(Rows of box annotation data)
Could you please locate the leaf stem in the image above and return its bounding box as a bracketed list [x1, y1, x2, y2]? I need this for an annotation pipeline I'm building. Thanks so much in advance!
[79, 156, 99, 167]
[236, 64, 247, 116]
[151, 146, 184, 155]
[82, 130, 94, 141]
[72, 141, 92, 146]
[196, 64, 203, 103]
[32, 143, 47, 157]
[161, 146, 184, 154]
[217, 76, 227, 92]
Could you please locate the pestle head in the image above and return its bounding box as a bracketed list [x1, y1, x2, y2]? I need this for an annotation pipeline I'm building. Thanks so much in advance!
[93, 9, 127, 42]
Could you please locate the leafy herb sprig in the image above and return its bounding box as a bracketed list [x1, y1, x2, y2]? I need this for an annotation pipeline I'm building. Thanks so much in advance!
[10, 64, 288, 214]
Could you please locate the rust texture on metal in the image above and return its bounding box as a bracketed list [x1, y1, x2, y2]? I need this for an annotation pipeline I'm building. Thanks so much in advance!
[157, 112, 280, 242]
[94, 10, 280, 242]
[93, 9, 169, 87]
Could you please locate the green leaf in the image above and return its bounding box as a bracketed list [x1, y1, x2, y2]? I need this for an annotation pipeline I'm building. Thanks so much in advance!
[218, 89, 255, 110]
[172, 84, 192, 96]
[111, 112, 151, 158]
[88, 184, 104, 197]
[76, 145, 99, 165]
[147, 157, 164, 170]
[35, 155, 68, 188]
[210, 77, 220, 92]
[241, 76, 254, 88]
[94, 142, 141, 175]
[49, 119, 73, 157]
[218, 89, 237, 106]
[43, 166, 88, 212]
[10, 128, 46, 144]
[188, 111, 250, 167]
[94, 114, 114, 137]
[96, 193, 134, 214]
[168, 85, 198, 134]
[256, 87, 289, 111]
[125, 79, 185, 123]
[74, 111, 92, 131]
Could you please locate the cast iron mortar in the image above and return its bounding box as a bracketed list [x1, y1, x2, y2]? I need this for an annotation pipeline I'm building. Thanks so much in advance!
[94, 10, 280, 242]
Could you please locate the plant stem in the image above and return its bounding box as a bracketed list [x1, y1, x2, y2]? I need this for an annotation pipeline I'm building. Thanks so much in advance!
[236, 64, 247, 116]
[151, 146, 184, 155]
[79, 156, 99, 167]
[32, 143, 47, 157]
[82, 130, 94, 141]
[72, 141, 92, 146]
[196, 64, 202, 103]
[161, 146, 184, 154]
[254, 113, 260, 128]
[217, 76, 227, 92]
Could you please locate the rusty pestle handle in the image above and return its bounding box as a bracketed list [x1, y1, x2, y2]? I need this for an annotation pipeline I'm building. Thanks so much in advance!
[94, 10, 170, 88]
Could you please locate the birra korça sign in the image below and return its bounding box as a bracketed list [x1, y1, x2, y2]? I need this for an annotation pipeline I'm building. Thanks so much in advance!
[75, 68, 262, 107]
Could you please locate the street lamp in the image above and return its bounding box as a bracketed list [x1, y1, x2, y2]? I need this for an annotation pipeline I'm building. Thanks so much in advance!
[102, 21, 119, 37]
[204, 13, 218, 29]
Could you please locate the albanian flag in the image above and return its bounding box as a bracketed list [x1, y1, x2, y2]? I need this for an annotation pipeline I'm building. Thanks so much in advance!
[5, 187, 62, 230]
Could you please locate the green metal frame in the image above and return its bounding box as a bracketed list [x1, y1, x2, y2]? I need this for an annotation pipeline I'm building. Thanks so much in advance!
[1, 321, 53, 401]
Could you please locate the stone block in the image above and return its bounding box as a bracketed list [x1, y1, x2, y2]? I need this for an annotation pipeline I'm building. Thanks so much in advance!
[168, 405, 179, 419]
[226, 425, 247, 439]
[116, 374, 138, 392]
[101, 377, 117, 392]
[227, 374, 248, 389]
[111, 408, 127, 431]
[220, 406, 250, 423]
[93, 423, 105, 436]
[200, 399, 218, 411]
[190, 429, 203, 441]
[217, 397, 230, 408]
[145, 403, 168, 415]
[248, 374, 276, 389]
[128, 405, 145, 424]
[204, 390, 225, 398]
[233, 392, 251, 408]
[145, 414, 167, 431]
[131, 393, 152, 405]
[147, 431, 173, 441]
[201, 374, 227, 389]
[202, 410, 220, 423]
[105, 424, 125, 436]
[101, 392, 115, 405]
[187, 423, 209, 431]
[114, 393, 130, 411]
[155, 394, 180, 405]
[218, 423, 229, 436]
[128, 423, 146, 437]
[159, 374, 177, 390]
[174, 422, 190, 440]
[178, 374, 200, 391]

• _What is required_
Rewrite the items from the line containing "Could you please locate the green leaf" through the line containing "[94, 10, 170, 88]", swapping every "bounding box" for "enclosing box" and changing nothing else. Give only those lines.

• _Answer below_
Could you please locate the green leaf in the image above and return its enclosing box as a bracketed list [x1, y1, x2, y2]? I need this for an annotation pipeline I'm building. Thanks so much in advance!
[218, 89, 255, 110]
[172, 84, 192, 96]
[111, 112, 151, 158]
[88, 184, 104, 197]
[76, 145, 99, 165]
[147, 157, 164, 170]
[35, 155, 68, 188]
[210, 77, 220, 92]
[241, 76, 254, 88]
[94, 142, 141, 175]
[49, 119, 73, 157]
[218, 89, 237, 106]
[43, 166, 88, 212]
[10, 128, 46, 144]
[188, 111, 250, 167]
[94, 114, 114, 137]
[96, 193, 134, 214]
[168, 85, 198, 134]
[256, 87, 289, 111]
[125, 79, 185, 123]
[74, 111, 92, 131]
Could you please locate the cast iron mortar in the image above and return its enclosing box as a bracketed list [x1, y1, x2, y2]? I need this for an annotation pipeline I'm building. Thanks so much in advance!
[94, 10, 280, 242]
Could you please locate the plant stem in the image above and return its enclosing box as a bracketed list [x1, y1, x2, y2]? I need this for an annotation pipeline I'm building. Thanks so much in advance!
[236, 64, 247, 116]
[151, 146, 184, 155]
[79, 156, 99, 167]
[32, 143, 47, 157]
[82, 130, 94, 141]
[72, 141, 92, 146]
[196, 64, 202, 103]
[161, 146, 184, 154]
[254, 113, 260, 128]
[217, 76, 227, 92]
Could you please locate the rusty pestle handle in the image above and return its enclosing box as a bracketed list [x1, y1, x2, y2]? I need this for an annotation pipeline I'm building. Thanks so much in advance!
[94, 10, 170, 88]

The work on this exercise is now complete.